Metin alıntısı:
Çerkesler Siyasetle Tanışırken – 1 /’Kullanılmak’ İddiaları Üzerine

İki gün önce Dışişleri Bakanı Ahmet Davutoğlu AB ile vize anlaşması imzaladı. Anlaşmaya göre şartlara uyulursa en az 3 yıl sonra Türk vatandaşları Avrupa’ya vizesiz giriş yapabileceklermiş. Ancak "Türkiye'nin üçüncü ülke vatandaşları olan kaçakları kabul etmesi gerektiği" gibi bir madde eklenmiş anlaşmaya. Yani aslında Türkiye AB’ye vizesiz giremeden üstüne bir de 3. Ülke vatandaşlarının ileri karakolu da olabilir. Sanırım Türkiye Avrupa’ya giden kaçaklar için ‘kullanılacak’.

Yapılacak iş: Vize anlaşmasını konu alan metinden "İki gün önce" sözleriyle başlayıp "kaçaklar için ‘kullanılacak’." sözlerine kadar süren bölümü hiç değiştirmeden çıkarın.

Bir koleksiyondan alınmış kayıtlar:
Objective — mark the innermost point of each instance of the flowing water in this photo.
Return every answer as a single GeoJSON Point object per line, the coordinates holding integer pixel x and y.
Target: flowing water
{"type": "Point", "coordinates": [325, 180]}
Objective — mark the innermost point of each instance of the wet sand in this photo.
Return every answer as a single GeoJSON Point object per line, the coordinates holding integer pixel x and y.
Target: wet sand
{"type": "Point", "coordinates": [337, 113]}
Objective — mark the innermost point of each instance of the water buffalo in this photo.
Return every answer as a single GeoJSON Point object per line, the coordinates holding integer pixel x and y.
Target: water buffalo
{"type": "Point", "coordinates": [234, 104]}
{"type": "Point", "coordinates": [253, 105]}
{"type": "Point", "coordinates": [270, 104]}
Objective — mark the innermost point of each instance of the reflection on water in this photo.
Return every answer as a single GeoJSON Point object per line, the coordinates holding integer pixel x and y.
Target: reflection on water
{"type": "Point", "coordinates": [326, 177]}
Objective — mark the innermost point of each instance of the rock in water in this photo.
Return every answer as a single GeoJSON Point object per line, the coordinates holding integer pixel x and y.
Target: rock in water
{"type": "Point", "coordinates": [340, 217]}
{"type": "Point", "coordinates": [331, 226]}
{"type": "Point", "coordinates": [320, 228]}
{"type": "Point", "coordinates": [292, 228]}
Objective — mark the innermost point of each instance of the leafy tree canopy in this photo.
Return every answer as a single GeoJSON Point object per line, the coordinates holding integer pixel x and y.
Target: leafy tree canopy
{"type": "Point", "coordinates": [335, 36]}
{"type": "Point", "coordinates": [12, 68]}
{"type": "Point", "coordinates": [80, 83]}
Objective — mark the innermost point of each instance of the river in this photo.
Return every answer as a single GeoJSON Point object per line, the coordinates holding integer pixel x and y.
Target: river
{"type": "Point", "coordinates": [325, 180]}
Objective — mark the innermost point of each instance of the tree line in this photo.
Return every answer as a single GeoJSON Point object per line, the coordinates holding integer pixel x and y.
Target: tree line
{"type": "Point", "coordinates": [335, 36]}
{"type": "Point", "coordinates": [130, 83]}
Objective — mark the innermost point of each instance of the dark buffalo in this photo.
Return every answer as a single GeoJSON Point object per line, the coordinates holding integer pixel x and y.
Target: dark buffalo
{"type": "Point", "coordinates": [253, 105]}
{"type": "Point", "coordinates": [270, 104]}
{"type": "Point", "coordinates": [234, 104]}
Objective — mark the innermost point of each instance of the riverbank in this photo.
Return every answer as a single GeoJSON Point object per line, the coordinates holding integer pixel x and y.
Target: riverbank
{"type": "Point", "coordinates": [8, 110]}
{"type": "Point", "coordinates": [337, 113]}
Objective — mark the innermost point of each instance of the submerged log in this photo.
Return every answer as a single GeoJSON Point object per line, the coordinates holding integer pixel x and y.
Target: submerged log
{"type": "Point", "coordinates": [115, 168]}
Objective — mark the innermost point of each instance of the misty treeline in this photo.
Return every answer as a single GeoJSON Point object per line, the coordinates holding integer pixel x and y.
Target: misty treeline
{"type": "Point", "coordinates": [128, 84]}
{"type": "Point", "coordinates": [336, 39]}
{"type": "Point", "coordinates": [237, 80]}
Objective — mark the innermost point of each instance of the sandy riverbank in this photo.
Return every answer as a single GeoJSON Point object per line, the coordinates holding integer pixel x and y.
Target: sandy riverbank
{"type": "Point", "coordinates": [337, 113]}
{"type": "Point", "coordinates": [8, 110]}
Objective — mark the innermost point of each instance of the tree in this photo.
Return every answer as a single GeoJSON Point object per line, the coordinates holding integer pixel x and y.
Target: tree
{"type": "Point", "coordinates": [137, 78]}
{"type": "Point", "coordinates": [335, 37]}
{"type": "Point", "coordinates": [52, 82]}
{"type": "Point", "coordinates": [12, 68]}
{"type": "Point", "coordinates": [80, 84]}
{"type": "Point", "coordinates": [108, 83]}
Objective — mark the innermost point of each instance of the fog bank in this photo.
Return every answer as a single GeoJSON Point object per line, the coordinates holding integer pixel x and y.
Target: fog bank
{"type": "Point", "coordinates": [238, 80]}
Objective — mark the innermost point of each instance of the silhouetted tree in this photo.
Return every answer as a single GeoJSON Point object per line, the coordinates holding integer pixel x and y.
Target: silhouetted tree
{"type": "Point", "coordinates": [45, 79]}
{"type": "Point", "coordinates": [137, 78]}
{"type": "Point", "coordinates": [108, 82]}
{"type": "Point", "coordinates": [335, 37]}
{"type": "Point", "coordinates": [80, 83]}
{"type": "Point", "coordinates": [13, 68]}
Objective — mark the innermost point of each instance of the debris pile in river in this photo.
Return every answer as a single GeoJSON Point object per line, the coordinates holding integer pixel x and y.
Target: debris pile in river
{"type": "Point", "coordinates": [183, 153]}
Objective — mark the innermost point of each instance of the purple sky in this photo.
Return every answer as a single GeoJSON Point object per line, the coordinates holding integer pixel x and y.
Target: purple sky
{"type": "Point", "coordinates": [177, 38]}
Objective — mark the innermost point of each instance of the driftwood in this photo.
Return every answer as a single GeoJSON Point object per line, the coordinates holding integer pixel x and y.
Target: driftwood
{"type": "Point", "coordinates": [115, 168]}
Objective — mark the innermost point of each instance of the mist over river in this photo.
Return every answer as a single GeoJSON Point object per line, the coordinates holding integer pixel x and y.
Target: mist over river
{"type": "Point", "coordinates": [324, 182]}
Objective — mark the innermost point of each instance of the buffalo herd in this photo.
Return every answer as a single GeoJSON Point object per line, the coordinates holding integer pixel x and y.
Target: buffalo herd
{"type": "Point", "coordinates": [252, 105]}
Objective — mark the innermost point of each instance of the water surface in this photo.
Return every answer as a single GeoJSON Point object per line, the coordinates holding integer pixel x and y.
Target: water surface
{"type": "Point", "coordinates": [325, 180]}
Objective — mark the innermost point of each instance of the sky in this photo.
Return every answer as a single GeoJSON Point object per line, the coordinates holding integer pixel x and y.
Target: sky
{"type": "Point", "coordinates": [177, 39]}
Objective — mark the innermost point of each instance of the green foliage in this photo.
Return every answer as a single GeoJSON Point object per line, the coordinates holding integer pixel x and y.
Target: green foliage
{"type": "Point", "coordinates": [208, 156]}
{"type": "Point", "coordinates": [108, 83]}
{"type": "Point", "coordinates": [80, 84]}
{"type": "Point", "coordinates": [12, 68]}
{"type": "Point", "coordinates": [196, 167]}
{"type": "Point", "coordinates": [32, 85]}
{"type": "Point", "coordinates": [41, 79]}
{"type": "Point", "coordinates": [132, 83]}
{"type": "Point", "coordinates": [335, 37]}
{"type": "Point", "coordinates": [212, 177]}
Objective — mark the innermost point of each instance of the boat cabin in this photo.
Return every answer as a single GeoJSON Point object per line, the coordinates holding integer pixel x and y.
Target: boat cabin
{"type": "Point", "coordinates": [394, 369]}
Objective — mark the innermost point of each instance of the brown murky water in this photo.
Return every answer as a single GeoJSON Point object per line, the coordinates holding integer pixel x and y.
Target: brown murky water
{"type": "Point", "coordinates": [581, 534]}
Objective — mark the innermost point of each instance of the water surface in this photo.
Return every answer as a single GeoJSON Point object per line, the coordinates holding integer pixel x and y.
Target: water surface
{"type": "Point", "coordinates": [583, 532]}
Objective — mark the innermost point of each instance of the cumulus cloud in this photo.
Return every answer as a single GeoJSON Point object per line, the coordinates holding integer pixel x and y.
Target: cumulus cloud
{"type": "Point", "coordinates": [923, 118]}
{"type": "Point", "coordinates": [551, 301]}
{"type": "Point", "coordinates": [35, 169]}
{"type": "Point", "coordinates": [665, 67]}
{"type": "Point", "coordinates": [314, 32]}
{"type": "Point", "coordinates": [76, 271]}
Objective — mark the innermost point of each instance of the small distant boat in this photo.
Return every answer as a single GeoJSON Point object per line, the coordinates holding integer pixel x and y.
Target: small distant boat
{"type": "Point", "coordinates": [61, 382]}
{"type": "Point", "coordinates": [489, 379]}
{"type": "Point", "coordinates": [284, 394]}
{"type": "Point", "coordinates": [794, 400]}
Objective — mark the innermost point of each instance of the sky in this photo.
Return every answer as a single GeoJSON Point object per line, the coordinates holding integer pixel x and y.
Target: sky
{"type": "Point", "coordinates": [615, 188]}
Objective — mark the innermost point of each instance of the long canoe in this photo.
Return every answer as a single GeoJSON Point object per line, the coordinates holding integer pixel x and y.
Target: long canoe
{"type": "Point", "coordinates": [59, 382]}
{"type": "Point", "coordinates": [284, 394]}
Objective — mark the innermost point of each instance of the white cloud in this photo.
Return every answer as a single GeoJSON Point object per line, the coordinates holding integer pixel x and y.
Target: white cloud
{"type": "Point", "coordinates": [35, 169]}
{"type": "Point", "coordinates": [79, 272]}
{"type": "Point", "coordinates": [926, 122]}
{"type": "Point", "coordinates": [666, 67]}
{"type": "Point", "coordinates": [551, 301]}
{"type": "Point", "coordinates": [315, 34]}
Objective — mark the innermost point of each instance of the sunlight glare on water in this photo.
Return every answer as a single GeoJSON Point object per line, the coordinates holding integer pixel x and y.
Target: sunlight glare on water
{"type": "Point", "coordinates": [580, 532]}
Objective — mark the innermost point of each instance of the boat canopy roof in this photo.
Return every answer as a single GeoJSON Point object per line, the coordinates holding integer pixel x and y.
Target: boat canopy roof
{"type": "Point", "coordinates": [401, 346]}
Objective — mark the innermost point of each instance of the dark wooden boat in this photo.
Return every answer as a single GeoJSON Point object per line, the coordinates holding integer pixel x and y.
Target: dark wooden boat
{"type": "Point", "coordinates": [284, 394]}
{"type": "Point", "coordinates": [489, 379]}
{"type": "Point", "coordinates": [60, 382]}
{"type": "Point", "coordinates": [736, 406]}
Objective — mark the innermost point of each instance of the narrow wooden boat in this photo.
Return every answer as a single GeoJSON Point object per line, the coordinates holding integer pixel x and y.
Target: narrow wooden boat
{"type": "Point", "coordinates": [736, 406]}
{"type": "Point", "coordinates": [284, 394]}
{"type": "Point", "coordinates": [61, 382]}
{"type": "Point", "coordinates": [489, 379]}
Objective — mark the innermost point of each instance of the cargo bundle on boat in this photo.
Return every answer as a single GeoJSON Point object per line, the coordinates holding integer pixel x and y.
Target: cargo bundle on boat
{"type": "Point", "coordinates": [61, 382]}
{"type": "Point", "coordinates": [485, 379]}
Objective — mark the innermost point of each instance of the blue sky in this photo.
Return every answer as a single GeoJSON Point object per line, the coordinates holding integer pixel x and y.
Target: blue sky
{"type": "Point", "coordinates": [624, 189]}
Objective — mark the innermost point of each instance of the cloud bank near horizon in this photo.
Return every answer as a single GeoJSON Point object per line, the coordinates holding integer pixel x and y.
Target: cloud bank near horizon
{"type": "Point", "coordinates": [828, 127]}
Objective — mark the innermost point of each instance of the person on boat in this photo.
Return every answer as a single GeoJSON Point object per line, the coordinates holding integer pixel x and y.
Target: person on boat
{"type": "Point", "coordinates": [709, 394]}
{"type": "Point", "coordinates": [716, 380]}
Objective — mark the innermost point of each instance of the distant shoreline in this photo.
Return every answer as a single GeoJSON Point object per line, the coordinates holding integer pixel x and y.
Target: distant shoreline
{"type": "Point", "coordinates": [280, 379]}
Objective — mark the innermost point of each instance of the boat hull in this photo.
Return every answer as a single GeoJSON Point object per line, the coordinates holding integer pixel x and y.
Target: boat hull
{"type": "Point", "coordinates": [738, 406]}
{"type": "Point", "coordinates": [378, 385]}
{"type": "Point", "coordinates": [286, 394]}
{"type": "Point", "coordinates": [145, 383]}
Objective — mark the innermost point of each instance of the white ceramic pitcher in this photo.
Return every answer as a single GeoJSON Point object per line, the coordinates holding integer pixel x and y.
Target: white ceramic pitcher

Yazılı yanıt:
İki gün önce Dışişleri Bakanı Ahmet Davutoğlu AB ile vize anlaşması imzaladı. Anlaşmaya göre şartlara uyulursa en az 3 yıl sonra Türk vatandaşları Avrupa’ya vizesiz giriş yapabileceklermiş. Ancak "Türkiye'nin üçüncü ülke vatandaşları olan kaçakları kabul etmesi gerektiği" gibi bir madde eklenmiş anlaşmaya. Yani aslında Türkiye AB’ye vizesiz giremeden üstüne bir de 3. Ülke vatandaşlarının ileri karakolu da olabilir. Sanırım Türkiye Avrupa’ya giden kaçaklar için ‘kullanılacak’.